以下の項目をすべて、指示の行も含めてもう一度書き出し、回答にある座標の数値だけを2.6倍に拡大して整数に丸めてください（0.5は切り上げ）。画像は出力に含めないでください。
#### 提供データ
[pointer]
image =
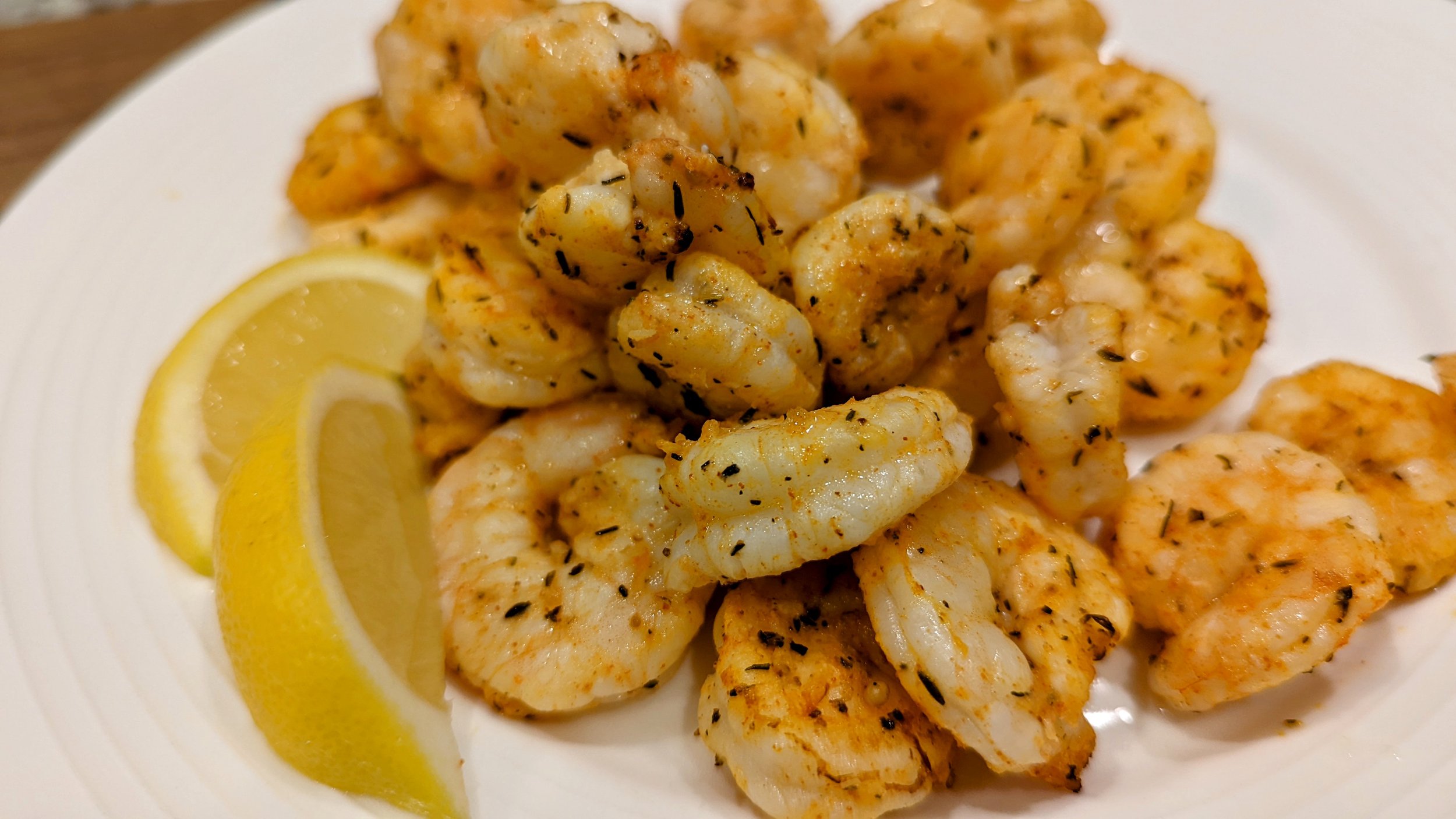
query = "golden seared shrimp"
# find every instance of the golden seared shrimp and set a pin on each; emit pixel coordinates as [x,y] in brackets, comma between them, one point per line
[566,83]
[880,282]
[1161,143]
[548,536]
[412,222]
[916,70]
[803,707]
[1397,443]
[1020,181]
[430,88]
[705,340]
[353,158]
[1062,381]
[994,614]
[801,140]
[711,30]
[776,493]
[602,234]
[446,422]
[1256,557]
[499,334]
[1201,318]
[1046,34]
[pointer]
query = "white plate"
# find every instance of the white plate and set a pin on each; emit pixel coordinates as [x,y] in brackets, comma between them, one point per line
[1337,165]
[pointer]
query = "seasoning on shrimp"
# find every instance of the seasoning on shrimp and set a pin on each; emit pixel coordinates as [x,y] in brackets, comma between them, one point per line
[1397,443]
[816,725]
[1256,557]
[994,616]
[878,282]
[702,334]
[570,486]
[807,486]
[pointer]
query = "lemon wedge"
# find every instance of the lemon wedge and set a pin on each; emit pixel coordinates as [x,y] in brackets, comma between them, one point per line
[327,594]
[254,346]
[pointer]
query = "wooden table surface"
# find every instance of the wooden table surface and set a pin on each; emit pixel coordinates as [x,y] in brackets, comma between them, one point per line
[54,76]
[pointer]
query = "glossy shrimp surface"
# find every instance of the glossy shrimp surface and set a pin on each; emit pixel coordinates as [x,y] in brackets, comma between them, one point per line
########
▸ **練習問題の解答**
[pointer]
image =
query = "golden seared shrimp"
# find every instance of the golden seared shrimp and set a pin on each; emit pixel coordinates as [x,y] in brackets, comma between them, one point per line
[1472,216]
[2288,733]
[3019,372]
[1425,1394]
[1071,577]
[2382,182]
[2088,1838]
[3632,1152]
[2652,471]
[1118,229]
[1833,884]
[918,411]
[2761,991]
[2584,1596]
[2083,364]
[1849,78]
[2018,1282]
[1565,608]
[1160,1097]
[3266,1448]
[1297,868]
[3123,827]
[2720,88]
[pointer]
query = "white plate"
# find every instance of the white plate and set a pin on each; emit pixel coordinates as [x,y] in brackets, comma between them, one point per line
[3476,429]
[pointer]
query = "seasoning on shrimp"
# find every instance of the seasoning on shrimp and set a pin on each; emit pixel coordinates as [x,y] in brackets, comma between them, one point per line
[3632,1152]
[2122,1885]
[3266,1448]
[2584,1602]
[2283,733]
[1825,868]
[1482,1264]
[2098,1264]
[pointer]
query = "lemon wedge"
# find every instance of the lemon wedge and set a pin on each; emit pixel coordinates as [x,y] in brackets, comma between them, one point per line
[850,1544]
[660,900]
[pointer]
query = "wooden table surface"
# find every instance of the wooden table surface and set a pin on each; emit pixel coordinates as [x,y] in brackets, comma between them, one point per line
[140,198]
[pointer]
query = "glossy shrimp surface"
# find every instance of the glossy shrimp surface and set a pin on each; emit pixel coordinates as [x,y] in brackets, comma between them, one point per line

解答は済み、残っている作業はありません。